## PAGE TEXT:

——————

SynSeg: A synthetic data-driven approach for robust subcellular structure segmentation

Accurate subcellular segmentation is crucial for understanding cellular processes, but traditional methods struggle with noise and complex structures. Convolutional neural networks improve accuracy but require large, time-consuming, and biased manually annotated datasets. We developed SynSeg, a pipeline generating synthetic training data for a U-Net model to segment subcellular structures, eliminating manual annotation. SynSeg leverages synthetic datasets with varied intensity, morphology, and signal distribution, delivering context-aware segmentations, even in challenging conditions. We demonstrate SynSeg’s superior performance in segmenting vesicles and cytoskeletal filaments from cells and live Caenorhabditis elegans, outperforming traditional methods like Otsu’s, ILEE, and FilamentSensor 2.0 and a recent deep learning method. Additionally, SynSeg effectively quantified disease-associated microtubule morphology in live cells, uncovering structural defects caused by mutant Tau proteins linked to neurodegeneration. Furthermore, SynSeg enables high-throughput, automated analysis, revealing that BSCL2 disease mutations increase lipid droplet size and showing its broad generalizability for quantitative cell biology. These results highlight the potential of synthetic data to advance biological segmentation.

——————

According to the SynSeg abstract above, which disease mutations increase lipid droplet size?

## SUPPLIED INFORMATION:
——————

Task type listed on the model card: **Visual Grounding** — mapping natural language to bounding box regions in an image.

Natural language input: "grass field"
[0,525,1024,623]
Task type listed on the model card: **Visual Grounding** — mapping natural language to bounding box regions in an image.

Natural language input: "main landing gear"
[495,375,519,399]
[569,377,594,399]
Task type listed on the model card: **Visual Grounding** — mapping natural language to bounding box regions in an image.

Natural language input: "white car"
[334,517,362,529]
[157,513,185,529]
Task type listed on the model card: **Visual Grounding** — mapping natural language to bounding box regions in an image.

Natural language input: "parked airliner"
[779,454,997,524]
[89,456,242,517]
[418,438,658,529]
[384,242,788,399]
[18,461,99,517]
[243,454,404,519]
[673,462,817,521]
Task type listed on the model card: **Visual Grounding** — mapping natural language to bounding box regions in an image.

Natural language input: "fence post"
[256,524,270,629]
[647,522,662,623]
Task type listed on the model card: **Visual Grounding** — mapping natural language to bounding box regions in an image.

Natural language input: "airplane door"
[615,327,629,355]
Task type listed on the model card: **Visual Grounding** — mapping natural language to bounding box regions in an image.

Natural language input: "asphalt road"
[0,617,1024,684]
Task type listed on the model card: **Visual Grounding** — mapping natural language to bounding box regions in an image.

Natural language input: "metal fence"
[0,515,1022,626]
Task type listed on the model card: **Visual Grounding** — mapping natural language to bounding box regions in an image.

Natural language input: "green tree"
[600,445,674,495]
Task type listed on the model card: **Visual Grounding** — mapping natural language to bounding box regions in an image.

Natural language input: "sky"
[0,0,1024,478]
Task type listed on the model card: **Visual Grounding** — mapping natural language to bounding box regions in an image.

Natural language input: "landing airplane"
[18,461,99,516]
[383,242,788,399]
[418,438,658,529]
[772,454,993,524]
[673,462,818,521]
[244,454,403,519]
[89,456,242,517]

——————

## EXERCISE ANSWER:
BSCL2 disease mutations.